--- Reading passage Enclosed Below ---

Pkew Pkew Pkew

Bio

Punks and jocks haven’t always seen eye-to-eye. The in-group/out-group dynamics of each haven’t been very forgiving to the other. Luckily, the Toronto punk rockers in PKEWPKEWPKEW (sometimes stylized as PKEWx3) don’t subscribe to one or the other- they’re more interested in the transitional space in between.

That’s the space the band inhabits on their self-titled debut record. It’s being rereleased through SideOneDummy Records under a new name: +One, so titled for the extra track it will include. On Bandcamp, the debut is tagged with the following: beer, pizza, punk, skateboarding, Toronto, and being broke. These are the topics that comprise a 22-minute flurry of unbridled guitar-punk glory; every fist-pumping whim is indulged, and no anthemic melody is underused. The compact runtime is a statement itself; rather than sketching out meandering tracks with occasional hooks, PKEW makes songs that are hooks, from start to finish. They position pop’s steadfast belief in glossy generalities against head-bashing bar-chord guitar rock.

But this is all tied together with Mike Warne’s acerbic lyrical wit: “We don’t make much money/That should come as no surprise/We got drunk before we left so we wouldn’t have to spend much tonight,” he says on “Before We Go Out Drinking.” This isn’t air-headed, young-forever pop-punk; it’s exists in the real world, where hangovers happen and bones get broken. The boys in PKEWPKEWPKEW are pragmatists, after all: “Let’s order a pizza, I gotta eat something before I throw up,” they bellow on (you guessed it) “Let’s Order A Pizza.” It’s less a triumphant declaration of affection for boozing, and more a cross-eyed, ‘Oh shit, I drank too much and I have to be up at 7AM for work tomorrow.’

Warne appreciates the duality. “Sports dads really like us because we sing about depressing shit and baseball, and 18-year old kids like us because we sing about drinking and pizza,” he says. Some people miss the underlying truth and beeline right for the shithead, beer-guzzling, pizza-vacuum angle. Warne doesn’t mind; he’s just stoked people are having a good time. But he reminds, “There’s definitely a depression that goes along with pretty much all of it.”

In this way, PKEW is a reflection of life, warts and all: the gleeful, unhinged enthusiasm of their instrumentals, papercut with the underlying, honest realism of Warne’s lyrics. It’s also a stab at the breezy, coded hypermasculinity that colors much of pop-punk. In their drunken haze, misogynistic punk dude-bros might miss that PKEW are actually laughing at them behind the thunderous riffs. “We’re definitely there to make fun of it,” Warne asserts. That playful angle is at the root of his writing. “It’s just easier to write songs if you want them to be a little funny and very blunt. Once you take it too seriously, you’re writing songs that are just super vague about relationships or something.” He adds with a laugh, “That’s probably a good reason why we’re not gonna be on the radio.”

--- End of Enclosed Reading passage ---

▸ **Exercise**:
Write out the part of the PKEWPKEWPKEW bio starting with "That’s the space" and going on through "bar-chord guitar rock.", word for word. The data that follows is separate from the PKEWPKEWPKEW bio above.

--- Data records Enclosed Below ---

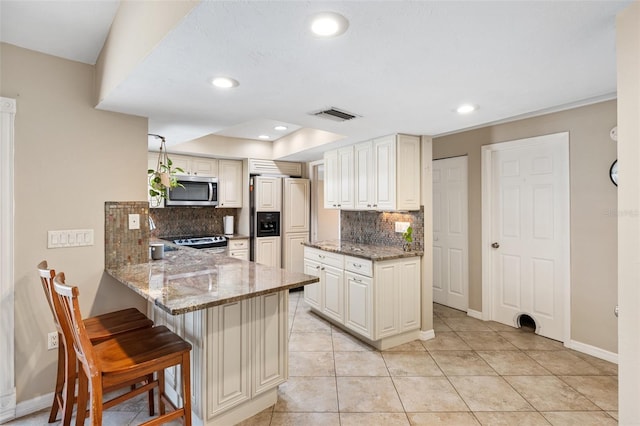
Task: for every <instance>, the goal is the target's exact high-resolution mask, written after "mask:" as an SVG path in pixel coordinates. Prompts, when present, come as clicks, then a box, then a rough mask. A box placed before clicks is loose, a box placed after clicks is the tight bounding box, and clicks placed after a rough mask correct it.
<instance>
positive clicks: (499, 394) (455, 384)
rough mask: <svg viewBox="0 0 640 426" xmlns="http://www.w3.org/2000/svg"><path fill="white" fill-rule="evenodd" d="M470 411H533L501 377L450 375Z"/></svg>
mask: <svg viewBox="0 0 640 426" xmlns="http://www.w3.org/2000/svg"><path fill="white" fill-rule="evenodd" d="M449 380H450V381H451V383H452V384H453V387H455V388H456V390H457V391H458V393H459V394H460V396H461V397H462V399H464V402H466V403H467V405H468V406H469V408H470V409H471V411H533V407H532V406H531V405H530V404H529V403H528V402H527V401H525V400H524V398H522V396H520V395H519V394H518V392H516V391H515V390H513V388H512V387H511V386H510V385H509V383H507V382H506V381H505V380H504V379H503V378H502V377H489V376H460V377H450V378H449Z"/></svg>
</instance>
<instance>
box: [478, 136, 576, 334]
mask: <svg viewBox="0 0 640 426" xmlns="http://www.w3.org/2000/svg"><path fill="white" fill-rule="evenodd" d="M540 142H555V143H562V144H564V145H565V148H566V149H567V151H568V150H569V132H562V133H554V134H550V135H544V136H536V137H533V138H527V139H518V140H514V141H508V142H501V143H495V144H490V145H484V146H483V147H482V148H481V155H482V160H481V161H482V163H481V164H482V319H483V320H485V321H488V320H491V319H492V318H491V317H492V312H493V268H492V263H491V259H492V254H493V250H492V248H491V243H492V241H491V219H492V218H493V211H492V202H493V199H492V185H491V182H492V181H493V176H492V154H493V153H494V152H496V151H502V150H506V149H514V148H515V149H517V148H526V147H528V146H535V145H536V144H538V143H540ZM569 176H570V167H567V179H569ZM569 203H570V200H569ZM570 225H571V221H570V218H569V215H567V222H566V223H564V224H561V226H565V227H566V230H567V234H566V238H567V241H566V245H565V246H566V247H567V249H566V250H567V252H566V253H565V258H566V259H567V261H568V262H569V263H571V244H570V242H571V228H570ZM566 269H567V272H566V276H565V279H564V291H563V297H564V300H563V301H562V302H563V309H564V313H563V316H564V333H563V334H564V339H563V342H564V343H565V345H567V344H569V343H570V342H571V265H570V264H569V265H567V268H566Z"/></svg>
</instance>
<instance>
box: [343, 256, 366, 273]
mask: <svg viewBox="0 0 640 426" xmlns="http://www.w3.org/2000/svg"><path fill="white" fill-rule="evenodd" d="M344 269H345V271H350V272H355V273H356V274H360V275H364V276H367V277H373V262H371V261H370V260H367V259H361V258H359V257H352V256H345V257H344Z"/></svg>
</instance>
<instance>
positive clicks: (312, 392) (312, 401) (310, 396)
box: [274, 377, 338, 413]
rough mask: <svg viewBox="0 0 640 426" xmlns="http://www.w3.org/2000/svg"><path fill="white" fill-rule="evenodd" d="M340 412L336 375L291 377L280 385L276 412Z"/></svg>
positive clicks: (321, 412) (276, 408)
mask: <svg viewBox="0 0 640 426" xmlns="http://www.w3.org/2000/svg"><path fill="white" fill-rule="evenodd" d="M281 411H285V412H318V413H324V412H333V413H337V412H338V394H337V391H336V379H335V378H334V377H289V380H287V381H286V382H285V383H283V384H281V385H280V386H279V387H278V402H277V403H276V405H275V408H274V412H281Z"/></svg>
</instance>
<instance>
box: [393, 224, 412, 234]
mask: <svg viewBox="0 0 640 426" xmlns="http://www.w3.org/2000/svg"><path fill="white" fill-rule="evenodd" d="M410 225H411V223H409V222H396V232H405V231H406V230H407V228H408V227H409V226H410Z"/></svg>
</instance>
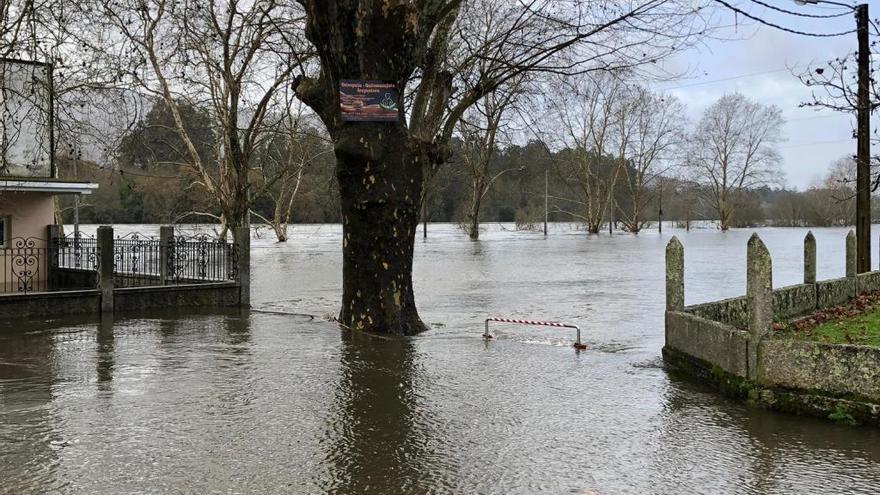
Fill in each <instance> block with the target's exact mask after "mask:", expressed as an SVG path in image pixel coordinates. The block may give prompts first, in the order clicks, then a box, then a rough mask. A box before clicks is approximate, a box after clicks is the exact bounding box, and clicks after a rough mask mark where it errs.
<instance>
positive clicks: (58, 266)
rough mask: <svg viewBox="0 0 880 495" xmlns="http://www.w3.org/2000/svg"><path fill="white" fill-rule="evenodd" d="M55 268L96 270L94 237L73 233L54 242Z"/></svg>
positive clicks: (97, 259)
mask: <svg viewBox="0 0 880 495" xmlns="http://www.w3.org/2000/svg"><path fill="white" fill-rule="evenodd" d="M54 247H55V249H56V250H57V266H58V267H59V268H65V269H72V270H87V271H93V272H95V271H97V270H98V242H97V240H96V239H95V236H93V235H92V236H90V235H85V234H83V233H82V232H74V233H72V234H68V235H66V236H64V237H59V238H58V239H56V240H55V246H54Z"/></svg>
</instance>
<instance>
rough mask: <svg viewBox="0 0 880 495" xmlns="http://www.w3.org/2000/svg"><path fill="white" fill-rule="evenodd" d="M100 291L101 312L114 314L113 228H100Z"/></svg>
mask: <svg viewBox="0 0 880 495" xmlns="http://www.w3.org/2000/svg"><path fill="white" fill-rule="evenodd" d="M97 242H98V289H99V290H100V291H101V312H102V313H113V227H109V226H106V225H102V226H100V227H98V238H97Z"/></svg>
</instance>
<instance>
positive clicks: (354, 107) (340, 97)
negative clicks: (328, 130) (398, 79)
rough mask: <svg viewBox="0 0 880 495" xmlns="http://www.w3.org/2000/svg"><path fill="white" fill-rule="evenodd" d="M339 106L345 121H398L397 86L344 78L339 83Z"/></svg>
mask: <svg viewBox="0 0 880 495" xmlns="http://www.w3.org/2000/svg"><path fill="white" fill-rule="evenodd" d="M339 108H340V111H341V112H342V120H343V122H397V120H398V117H399V112H398V110H397V86H396V85H395V84H394V83H391V82H383V81H359V80H351V79H344V80H342V81H341V83H340V85H339Z"/></svg>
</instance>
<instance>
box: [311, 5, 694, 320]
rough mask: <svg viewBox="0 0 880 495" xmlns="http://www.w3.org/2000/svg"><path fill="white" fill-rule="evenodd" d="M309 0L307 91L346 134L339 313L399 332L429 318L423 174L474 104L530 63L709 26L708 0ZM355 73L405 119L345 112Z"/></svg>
mask: <svg viewBox="0 0 880 495" xmlns="http://www.w3.org/2000/svg"><path fill="white" fill-rule="evenodd" d="M298 1H299V3H300V4H302V6H303V7H304V8H305V11H306V16H307V26H306V34H307V37H308V39H309V40H310V41H311V42H312V44H313V45H314V48H315V50H316V51H317V54H318V57H319V59H320V67H318V68H317V70H316V71H315V72H311V73H309V74H307V75H305V76H303V77H302V78H301V79H300V81H299V84H298V85H297V94H298V95H299V96H300V98H301V99H302V100H303V101H304V102H305V103H306V104H308V105H309V106H311V107H312V108H313V109H314V110H315V112H316V113H317V114H318V115H319V116H320V117H321V119H322V120H323V121H324V124H325V125H326V126H327V129H328V131H329V133H330V136H331V138H332V139H333V142H334V143H335V152H336V159H337V169H336V175H337V179H338V181H339V188H340V195H341V201H342V214H343V232H344V233H343V295H342V310H341V311H340V317H339V320H340V322H341V323H342V324H343V325H346V326H348V327H351V328H357V329H363V330H371V331H378V332H387V333H396V334H414V333H417V332H420V331H422V330H424V329H425V326H424V324H423V323H422V322H421V320H420V319H419V316H418V313H417V311H416V305H415V298H414V294H413V287H412V255H413V243H414V235H415V230H416V224H417V222H418V218H419V206H420V204H421V197H422V187H423V180H422V178H423V174H424V171H425V170H426V169H428V170H431V169H434V168H435V167H437V166H439V165H440V164H442V163H443V162H445V161H446V159H447V158H448V144H449V141H450V139H451V138H452V136H453V134H454V132H455V127H456V124H457V122H458V120H459V119H460V118H461V116H462V115H464V112H465V111H466V110H467V109H468V108H469V107H471V106H473V105H474V104H475V103H476V102H477V101H479V100H480V99H481V98H483V97H484V96H486V95H487V94H491V93H492V92H494V91H495V90H496V89H497V88H498V87H499V86H500V85H502V84H504V83H506V82H508V81H510V80H512V79H514V78H517V77H521V76H522V75H523V74H525V73H541V72H544V73H551V72H552V73H578V72H584V71H591V70H604V69H610V68H614V67H622V66H635V65H640V64H644V63H650V62H651V61H653V60H656V59H658V58H660V57H663V56H666V55H668V54H670V53H672V52H673V51H674V50H675V49H676V48H678V47H681V46H682V45H684V44H686V43H687V42H688V41H689V39H690V35H691V34H694V33H696V32H699V31H700V30H701V29H702V27H694V26H692V22H693V19H694V17H693V15H694V13H695V12H697V11H698V10H699V6H698V7H697V8H695V7H694V5H693V4H691V3H685V2H678V1H672V0H642V1H636V2H632V3H627V4H625V5H620V4H614V5H609V4H604V3H598V4H597V3H593V2H582V1H576V2H571V3H569V4H566V5H563V6H560V5H559V2H556V1H551V0H537V1H529V2H519V1H501V2H498V1H488V0H482V1H479V0H478V1H473V2H463V1H461V0H428V1H421V0H419V1H416V0H383V1H379V0H334V1H319V0H298ZM487 17H488V18H491V19H492V22H488V23H487V22H485V19H486V18H487ZM487 29H488V32H487ZM477 67H481V69H480V70H475V69H476V68H477ZM343 79H357V80H380V81H390V82H392V83H393V84H394V86H396V88H397V90H398V93H399V97H398V100H397V106H398V108H399V119H398V120H397V122H394V123H375V122H359V123H346V122H343V121H342V116H341V114H340V92H339V90H340V83H341V81H342V80H343ZM407 104H408V105H407ZM407 107H408V109H407V110H405V108H407Z"/></svg>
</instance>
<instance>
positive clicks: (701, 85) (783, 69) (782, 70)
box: [659, 68, 789, 91]
mask: <svg viewBox="0 0 880 495" xmlns="http://www.w3.org/2000/svg"><path fill="white" fill-rule="evenodd" d="M788 70H789V69H788V68H784V69H772V70H765V71H761V72H752V73H749V74H740V75H738V76H730V77H723V78H721V79H712V80H709V81H700V82H695V83H689V84H682V85H679V86H673V87H670V88H660V89H659V91H669V90H672V89H681V88H690V87H692V86H703V85H705V84H713V83H717V82H725V81H733V80H736V79H743V78H746V77H755V76H762V75H764V74H773V73H776V72H786V71H788Z"/></svg>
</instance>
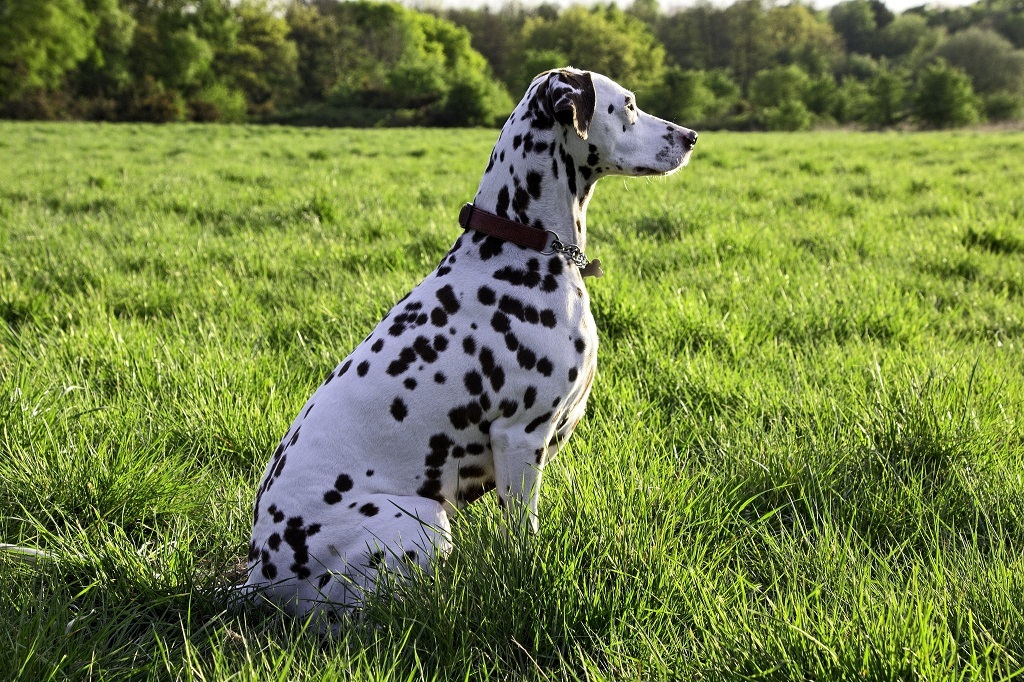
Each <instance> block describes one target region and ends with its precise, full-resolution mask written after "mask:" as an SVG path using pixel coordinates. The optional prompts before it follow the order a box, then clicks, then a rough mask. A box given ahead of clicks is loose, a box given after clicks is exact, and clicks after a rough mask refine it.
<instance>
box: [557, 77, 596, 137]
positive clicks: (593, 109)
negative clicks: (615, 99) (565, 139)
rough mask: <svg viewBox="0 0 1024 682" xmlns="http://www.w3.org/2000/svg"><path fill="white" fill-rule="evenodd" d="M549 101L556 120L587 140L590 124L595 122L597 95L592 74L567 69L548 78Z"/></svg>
mask: <svg viewBox="0 0 1024 682" xmlns="http://www.w3.org/2000/svg"><path fill="white" fill-rule="evenodd" d="M548 100H549V102H550V104H551V111H552V113H553V114H554V116H555V120H556V121H558V122H559V123H561V124H562V125H566V126H567V125H571V126H572V128H573V129H575V131H577V134H578V135H580V137H581V138H583V139H587V132H588V130H590V122H591V121H593V120H594V109H595V106H596V105H597V93H596V92H595V91H594V79H593V77H591V75H590V72H586V71H585V72H580V73H577V72H572V71H567V70H565V69H559V70H558V71H553V72H551V74H550V76H548Z"/></svg>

--- End of Enclosed Data records ---

▸ **Answer to the exercise**:
That’s the space the band inhabits on their self-titled debut record. It’s being rereleased through SideOneDummy Records under a new name: +One, so titled for the extra track it will include. On Bandcamp, the debut is tagged with the following: beer, pizza, punk, skateboarding, Toronto, and being broke. These are the topics that comprise a 22-minute flurry of unbridled guitar-punk glory; every fist-pumping whim is indulged, and no anthemic melody is underused. The compact runtime is a statement itself; rather than sketching out meandering tracks with occasional hooks, PKEW makes songs that are hooks, from start to finish. They position pop’s steadfast belief in glossy generalities against head-bashing bar-chord guitar rock.